Yönerge 1 :: Aşağıdaki kayıtlarda "white" kelimesini içeren kaç satır var? Büyük-küçük harf ayrımını gözeterek sayın ve yalnızca sayıyı yazın.

───── Seçilmiş Bölüm ─────

Darbe Planları: Kozmik Bilgiler Zamanı

Eğer, ıslak imza tartışmasına konu olan belgede ucu görülen, “Kafes” Planı’nda “nasıl olabilir” dedirten, son “Balyoz” planında dehşete düşürten o “ortam hazırlama”ya matuf alçakça projeler olmasaydı; Türkiye toplumu, bütün o darbe planları karşısında düşünce tarzı ve tavrını sorgulamak gereğini duymaz; bunlara malumun belgelenmesinden başka bir önem ve anlam vermezdi.

Çünkü, hepimizin de bildiği gibi, Türkiye toplumunun çok geniş kesimlerinde yaygın, “ezelden beri” içselleştirilmiş bir siyasal önkabule göre “asker, askerî darbe-rejim” bir siyasal opsiyon, alternatiftir. Üstelik bunu “katlanılması gereken” bir belâ, önlenemeyecek bir kader olarak değil –bazen böyle ifade edilse dahi– tam aksine, olması gereken bir emniyet sübabı, bir can simidi olarak görür. Siyasal durum biraz karıştığında, tartışmalar uzadığında, gerilim herhangi bir nedenle arttığında, toplumun omurgasında, oy veregeldiği parti fark etmeksizin alt-orta tabakalardan yukarıya ve daha alta doğru “Ordunun duruma el koyması”, yönündeki sesler, bir dilek, beklenti veya endişe kipinde yükselmeye, bu nedenle başlar.

─────

Yönerge 2 :: Yukarıdaki darbe planları yazısını kaldığı yerden sürdürün.

───── Girdi Kayıtları ─────

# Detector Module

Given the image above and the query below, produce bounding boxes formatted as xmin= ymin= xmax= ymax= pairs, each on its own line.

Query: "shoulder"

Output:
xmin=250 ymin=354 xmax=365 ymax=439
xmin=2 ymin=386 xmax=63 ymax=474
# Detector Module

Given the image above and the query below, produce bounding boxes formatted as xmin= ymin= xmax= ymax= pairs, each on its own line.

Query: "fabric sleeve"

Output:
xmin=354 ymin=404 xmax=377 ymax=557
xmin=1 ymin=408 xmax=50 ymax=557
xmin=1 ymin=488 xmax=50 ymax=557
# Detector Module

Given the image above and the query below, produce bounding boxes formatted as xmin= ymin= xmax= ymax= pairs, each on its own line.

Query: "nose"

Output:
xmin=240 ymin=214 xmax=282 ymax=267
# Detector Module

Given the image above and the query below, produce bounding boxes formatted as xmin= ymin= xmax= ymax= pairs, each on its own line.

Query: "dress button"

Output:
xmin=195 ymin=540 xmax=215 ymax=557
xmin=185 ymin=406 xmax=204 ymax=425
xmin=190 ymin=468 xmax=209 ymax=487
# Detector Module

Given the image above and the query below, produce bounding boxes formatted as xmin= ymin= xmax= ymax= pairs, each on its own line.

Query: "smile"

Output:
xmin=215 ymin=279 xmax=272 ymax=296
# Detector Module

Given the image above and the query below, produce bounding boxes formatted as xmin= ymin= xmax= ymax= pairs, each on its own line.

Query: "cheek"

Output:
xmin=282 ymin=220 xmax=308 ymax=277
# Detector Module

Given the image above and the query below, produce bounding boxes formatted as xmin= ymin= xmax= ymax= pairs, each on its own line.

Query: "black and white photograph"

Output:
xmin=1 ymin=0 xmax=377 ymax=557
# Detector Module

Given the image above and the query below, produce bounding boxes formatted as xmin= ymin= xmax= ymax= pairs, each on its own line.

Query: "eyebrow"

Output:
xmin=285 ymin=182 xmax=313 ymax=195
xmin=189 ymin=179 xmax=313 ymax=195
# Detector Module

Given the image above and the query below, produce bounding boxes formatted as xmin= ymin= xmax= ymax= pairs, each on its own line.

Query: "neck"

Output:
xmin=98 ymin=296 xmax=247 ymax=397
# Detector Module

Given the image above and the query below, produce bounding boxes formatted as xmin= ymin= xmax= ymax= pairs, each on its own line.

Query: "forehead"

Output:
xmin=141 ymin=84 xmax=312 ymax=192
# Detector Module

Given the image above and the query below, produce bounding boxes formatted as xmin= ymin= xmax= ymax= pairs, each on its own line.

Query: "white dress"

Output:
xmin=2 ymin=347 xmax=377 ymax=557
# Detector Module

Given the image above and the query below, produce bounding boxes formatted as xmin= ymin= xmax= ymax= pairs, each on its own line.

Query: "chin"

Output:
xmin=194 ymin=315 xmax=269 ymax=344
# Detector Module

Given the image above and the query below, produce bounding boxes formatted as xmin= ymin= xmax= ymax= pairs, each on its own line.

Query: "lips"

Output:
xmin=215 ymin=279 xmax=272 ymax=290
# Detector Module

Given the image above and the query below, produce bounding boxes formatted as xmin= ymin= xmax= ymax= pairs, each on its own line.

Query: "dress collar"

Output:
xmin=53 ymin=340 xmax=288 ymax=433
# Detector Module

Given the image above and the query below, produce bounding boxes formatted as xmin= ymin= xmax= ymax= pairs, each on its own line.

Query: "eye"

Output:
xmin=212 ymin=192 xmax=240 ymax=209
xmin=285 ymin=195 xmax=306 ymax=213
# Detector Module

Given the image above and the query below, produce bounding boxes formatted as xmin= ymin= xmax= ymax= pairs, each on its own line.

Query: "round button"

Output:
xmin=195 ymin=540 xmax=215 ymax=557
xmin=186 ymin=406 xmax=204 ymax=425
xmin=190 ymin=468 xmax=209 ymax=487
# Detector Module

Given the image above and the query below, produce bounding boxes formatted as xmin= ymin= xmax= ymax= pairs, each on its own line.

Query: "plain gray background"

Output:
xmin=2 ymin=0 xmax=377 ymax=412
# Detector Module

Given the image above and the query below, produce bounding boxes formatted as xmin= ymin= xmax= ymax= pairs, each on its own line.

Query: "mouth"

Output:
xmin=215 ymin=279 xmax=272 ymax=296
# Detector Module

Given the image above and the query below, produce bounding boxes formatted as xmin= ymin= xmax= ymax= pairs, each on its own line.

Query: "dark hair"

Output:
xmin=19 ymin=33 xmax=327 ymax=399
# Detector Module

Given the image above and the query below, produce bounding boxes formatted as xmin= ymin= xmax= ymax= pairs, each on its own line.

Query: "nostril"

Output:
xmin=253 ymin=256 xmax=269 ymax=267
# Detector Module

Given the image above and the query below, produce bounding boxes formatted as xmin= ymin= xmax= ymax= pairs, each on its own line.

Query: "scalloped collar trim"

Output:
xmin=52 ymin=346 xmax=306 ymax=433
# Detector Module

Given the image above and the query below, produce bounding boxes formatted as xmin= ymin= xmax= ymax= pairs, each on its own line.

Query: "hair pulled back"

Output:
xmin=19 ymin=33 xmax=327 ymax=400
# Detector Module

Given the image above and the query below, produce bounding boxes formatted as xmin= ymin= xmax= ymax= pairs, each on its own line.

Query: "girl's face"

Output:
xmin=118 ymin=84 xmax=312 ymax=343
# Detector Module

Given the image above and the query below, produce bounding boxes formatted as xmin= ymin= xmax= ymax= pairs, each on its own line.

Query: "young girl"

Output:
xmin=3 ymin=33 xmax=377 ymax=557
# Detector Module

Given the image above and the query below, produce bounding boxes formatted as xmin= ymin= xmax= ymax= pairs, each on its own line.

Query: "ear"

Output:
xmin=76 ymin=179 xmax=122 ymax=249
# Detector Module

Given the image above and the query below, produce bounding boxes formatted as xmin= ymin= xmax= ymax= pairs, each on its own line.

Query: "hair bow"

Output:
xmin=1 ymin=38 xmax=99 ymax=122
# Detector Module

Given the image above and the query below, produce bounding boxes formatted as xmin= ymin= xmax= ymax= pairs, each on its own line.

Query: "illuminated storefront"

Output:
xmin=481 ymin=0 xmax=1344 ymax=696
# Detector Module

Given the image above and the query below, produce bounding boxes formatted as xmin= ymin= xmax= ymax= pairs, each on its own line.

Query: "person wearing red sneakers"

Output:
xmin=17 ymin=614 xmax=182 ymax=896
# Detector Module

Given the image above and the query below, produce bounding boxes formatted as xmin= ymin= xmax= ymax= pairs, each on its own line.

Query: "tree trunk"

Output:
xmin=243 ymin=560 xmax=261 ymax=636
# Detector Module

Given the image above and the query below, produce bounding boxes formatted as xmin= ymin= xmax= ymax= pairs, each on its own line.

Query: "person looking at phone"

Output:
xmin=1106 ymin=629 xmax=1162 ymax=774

─────

Nihai Yanıt 1 :: 2

Nihai Yanıt 2 ::
Psikanalizdeki, ergenlikten henüz kurtulamamış çocuğun, bir güçlükle karşılaştığında “çözüm”ü babasından beklemesi, ona havale etmesine, bu içgüdüsel “mekanizma”ya tekabul eden bir tutumdur bu. Karşılaştığı sorun bağlamında kendi güç, kavrayış, irade ... zaafını kabullenmesi oranında babaya atfettiği telafi edici işlev ve nitelikleri de büyütecek olan çocuk, bunu yaparken nasıl nesnel kanıt ve kıyas ölçütlerine aldırmaz ise; Türkiye toplumunun çok geniş kesimleri de “darbe beklentisi”ne girdiklerinde ne daha önceki beklentilerinin sonuçlarını ne Ordunun halihazır vasıflarıyla karşılaşılan sorunlar yumağına uygun olup olmadığına pek aldırmaz. Onun fiziken “güçlü” olduğuna ve “müdahale”sini meşru addeden toplum çoğunluğunun iyiliğini gözettiğine inanması yeter. “Müdahale”nin sonuçları pek de iyi olmasa dahi, onun kendince “iyilik” niyetiyle davrandığı kabulünü sorgulamaz.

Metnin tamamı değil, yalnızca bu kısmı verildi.